Stated problem:
Go to the line that contains "Put a dot on every instance of the canopy" and extract it along with every line after it, exactly, through the end of the data below.

Material for this exercise:
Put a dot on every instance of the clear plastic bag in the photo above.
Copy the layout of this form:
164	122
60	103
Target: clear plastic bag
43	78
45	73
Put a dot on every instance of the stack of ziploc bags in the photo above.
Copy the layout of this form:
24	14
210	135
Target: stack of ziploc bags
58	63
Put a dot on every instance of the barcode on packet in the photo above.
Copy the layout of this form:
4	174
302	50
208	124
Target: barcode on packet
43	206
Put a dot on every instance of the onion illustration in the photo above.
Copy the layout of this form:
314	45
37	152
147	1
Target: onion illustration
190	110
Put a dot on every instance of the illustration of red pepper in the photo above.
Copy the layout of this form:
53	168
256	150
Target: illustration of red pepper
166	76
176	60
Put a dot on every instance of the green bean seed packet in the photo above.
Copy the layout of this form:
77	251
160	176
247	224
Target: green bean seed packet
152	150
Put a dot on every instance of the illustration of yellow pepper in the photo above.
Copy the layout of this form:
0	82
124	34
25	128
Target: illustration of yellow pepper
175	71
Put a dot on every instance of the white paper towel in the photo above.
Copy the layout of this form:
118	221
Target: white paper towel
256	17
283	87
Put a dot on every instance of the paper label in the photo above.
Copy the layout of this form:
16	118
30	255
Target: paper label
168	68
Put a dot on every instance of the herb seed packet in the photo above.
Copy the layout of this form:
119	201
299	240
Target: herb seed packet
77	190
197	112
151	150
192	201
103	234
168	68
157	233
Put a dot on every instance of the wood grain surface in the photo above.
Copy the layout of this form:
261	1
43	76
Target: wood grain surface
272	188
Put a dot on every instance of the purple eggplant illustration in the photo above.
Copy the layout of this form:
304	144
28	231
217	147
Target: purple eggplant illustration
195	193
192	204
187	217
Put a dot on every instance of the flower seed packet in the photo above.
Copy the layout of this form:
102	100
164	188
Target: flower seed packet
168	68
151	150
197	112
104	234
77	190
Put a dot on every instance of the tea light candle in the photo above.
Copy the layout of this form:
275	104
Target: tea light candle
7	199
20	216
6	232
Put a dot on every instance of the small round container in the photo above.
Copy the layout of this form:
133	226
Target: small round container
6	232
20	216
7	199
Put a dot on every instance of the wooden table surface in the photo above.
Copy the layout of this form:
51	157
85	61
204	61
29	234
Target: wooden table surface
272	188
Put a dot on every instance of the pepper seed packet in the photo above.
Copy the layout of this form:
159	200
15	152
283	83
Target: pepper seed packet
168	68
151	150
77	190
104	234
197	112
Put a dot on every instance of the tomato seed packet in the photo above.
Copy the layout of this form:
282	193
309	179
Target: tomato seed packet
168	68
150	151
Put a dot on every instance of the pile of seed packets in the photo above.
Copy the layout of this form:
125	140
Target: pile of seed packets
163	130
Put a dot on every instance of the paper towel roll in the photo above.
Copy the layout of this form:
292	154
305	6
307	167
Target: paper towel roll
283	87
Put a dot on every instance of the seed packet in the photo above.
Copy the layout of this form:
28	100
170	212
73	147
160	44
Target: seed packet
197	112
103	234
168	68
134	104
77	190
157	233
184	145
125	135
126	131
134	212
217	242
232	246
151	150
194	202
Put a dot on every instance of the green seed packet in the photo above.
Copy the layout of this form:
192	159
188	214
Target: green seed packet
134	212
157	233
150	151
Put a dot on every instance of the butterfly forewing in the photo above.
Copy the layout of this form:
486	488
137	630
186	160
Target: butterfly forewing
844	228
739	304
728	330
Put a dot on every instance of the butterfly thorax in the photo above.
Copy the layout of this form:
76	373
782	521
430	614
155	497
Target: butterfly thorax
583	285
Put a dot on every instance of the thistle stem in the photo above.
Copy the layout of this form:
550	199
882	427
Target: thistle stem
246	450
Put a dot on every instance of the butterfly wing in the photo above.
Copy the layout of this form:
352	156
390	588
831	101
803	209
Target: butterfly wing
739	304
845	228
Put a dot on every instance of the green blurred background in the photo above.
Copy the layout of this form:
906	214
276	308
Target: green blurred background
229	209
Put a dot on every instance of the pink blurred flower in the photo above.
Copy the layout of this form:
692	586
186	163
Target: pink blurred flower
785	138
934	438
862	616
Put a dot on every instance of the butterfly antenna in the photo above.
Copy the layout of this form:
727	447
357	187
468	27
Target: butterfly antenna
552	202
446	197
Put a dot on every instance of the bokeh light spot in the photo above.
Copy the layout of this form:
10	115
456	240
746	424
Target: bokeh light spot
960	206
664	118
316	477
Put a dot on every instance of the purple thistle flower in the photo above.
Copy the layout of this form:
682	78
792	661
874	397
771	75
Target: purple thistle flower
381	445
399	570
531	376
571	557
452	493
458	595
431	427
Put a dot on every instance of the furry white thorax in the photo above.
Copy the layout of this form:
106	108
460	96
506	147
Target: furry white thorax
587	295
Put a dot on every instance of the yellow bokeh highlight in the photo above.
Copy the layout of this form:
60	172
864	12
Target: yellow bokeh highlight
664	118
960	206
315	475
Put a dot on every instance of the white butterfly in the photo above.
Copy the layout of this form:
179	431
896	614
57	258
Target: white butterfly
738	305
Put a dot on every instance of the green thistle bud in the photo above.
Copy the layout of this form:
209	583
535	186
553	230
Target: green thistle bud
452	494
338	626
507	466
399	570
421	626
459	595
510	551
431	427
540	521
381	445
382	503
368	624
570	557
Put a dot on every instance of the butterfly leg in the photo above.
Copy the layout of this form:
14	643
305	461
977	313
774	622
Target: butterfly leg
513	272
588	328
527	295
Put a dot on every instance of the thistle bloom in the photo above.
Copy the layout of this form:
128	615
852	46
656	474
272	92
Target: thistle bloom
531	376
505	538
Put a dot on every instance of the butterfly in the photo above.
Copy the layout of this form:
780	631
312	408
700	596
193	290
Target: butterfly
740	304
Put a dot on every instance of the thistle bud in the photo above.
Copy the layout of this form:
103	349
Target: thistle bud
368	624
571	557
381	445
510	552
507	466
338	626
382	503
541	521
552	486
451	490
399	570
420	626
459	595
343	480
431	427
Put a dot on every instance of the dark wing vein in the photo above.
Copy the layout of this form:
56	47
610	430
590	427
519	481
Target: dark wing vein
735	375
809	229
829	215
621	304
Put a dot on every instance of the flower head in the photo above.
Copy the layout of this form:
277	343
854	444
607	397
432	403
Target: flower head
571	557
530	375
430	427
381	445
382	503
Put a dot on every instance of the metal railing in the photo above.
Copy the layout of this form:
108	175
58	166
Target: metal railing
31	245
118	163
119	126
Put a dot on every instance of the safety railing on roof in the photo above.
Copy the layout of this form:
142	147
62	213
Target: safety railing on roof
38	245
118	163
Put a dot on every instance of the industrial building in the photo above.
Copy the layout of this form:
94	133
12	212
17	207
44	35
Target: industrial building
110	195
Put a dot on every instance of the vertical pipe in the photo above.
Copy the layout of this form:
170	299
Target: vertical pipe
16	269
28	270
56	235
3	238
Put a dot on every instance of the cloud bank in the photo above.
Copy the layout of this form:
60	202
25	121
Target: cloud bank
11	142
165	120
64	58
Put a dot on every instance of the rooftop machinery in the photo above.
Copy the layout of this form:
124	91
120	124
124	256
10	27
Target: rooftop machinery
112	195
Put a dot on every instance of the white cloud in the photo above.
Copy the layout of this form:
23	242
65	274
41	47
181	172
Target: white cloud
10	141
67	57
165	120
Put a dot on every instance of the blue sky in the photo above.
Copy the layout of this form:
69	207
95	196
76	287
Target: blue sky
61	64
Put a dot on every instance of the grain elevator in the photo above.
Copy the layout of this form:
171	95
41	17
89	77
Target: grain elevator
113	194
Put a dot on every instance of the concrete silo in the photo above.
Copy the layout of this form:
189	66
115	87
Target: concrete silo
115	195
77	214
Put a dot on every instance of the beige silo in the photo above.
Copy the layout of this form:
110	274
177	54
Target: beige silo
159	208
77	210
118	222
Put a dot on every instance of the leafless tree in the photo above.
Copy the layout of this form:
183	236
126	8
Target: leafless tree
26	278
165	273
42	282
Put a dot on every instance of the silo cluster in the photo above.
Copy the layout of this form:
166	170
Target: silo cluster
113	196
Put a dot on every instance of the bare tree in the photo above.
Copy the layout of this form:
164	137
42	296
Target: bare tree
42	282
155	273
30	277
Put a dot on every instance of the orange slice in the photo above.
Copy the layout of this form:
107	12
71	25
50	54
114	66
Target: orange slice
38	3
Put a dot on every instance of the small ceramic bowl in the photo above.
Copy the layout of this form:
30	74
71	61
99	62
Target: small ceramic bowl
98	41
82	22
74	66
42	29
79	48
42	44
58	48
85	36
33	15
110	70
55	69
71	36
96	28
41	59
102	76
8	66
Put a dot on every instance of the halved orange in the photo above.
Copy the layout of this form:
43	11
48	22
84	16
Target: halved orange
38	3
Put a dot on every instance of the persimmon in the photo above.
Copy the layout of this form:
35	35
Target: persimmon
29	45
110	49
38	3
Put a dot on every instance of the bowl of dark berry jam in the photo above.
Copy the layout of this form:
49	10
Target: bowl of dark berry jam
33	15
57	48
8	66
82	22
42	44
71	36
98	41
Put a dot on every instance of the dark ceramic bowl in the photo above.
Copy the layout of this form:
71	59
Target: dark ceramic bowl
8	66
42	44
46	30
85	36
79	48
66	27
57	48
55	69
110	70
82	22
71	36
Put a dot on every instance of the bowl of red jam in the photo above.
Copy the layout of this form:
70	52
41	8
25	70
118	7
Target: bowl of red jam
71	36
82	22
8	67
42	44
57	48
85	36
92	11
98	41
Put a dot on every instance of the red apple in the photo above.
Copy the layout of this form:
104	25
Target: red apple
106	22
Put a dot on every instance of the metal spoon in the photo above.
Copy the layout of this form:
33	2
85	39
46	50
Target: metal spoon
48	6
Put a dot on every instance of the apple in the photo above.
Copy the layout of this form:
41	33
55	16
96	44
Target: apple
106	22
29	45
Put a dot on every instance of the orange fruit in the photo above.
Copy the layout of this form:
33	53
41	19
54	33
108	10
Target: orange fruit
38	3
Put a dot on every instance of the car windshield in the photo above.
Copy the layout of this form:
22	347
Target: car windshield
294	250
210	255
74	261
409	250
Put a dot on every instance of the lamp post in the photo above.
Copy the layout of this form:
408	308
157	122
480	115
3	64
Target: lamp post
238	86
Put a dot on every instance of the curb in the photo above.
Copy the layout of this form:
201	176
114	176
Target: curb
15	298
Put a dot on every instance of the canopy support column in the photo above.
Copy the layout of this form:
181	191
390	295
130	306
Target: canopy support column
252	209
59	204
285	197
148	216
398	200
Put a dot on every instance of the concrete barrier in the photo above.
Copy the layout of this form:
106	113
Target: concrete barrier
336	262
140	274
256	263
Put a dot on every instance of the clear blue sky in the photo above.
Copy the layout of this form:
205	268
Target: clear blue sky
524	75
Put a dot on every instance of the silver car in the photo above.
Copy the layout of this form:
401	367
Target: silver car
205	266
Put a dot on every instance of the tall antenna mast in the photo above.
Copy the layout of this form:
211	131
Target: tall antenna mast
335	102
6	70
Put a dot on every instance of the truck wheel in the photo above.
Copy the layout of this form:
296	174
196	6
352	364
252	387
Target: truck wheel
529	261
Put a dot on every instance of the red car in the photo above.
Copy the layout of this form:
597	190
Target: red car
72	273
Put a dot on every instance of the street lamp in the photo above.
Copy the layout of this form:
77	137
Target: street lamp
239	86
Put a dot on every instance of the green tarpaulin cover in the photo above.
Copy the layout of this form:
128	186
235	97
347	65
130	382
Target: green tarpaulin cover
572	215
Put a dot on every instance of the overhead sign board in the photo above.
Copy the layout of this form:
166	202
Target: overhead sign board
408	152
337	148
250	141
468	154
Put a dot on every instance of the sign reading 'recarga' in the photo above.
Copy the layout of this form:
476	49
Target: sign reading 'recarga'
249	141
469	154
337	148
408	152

Answer to this problem:
Put a dot on every instance of the canopy support column in the photo above.
Copy the layout of this form:
181	191
390	295
130	306
Target: canopy support column
252	209
59	204
285	197
148	216
398	200
Put a dot on every instance of the concrete barrier in the photo above.
Copy the layout of this form:
106	113
Target: concrete barrier
336	262
140	274
256	263
Put a dot on every instance of the clear blue sky in the photo above.
Copy the layout of this form:
205	268
Target: clear blue sky
524	75
Put a dot on every instance of the silver car in the photo above.
Copy the layout of this form:
401	367
Target: silver car
205	266
Put a dot on every instance of the tall antenna mast in the photo above.
Copy the layout of this form:
211	131
Target: tall antenna mast
335	102
6	70
Put a dot on every instance of the truck wheel in the photo above.
Copy the layout of this form:
296	174
196	6
352	364
252	387
Target: truck wheel
529	261
Put a dot on every instance of the red car in the photo above.
Copy the layout of this form:
597	190
Target: red car
72	273
Put a dot on every instance of the street lamp in the photo above.
Copy the layout of this form:
77	137
Target: street lamp
239	86
Put a dot on every instance of the green tarpaulin cover in the photo above.
Copy the layout of this form:
128	186
235	97
347	65
130	382
Target: green tarpaulin cover
572	215
Put a dot on every instance of the overhead sign board in the photo above.
Copy the layout of this form:
166	202
Target: overhead sign board
408	152
337	148
250	141
468	154
Put a dot on every instance of the sign reading 'recarga' in the photo above.
Copy the layout of this form:
476	49
Target: sign reading 'recarga'
249	141
469	154
337	148
408	152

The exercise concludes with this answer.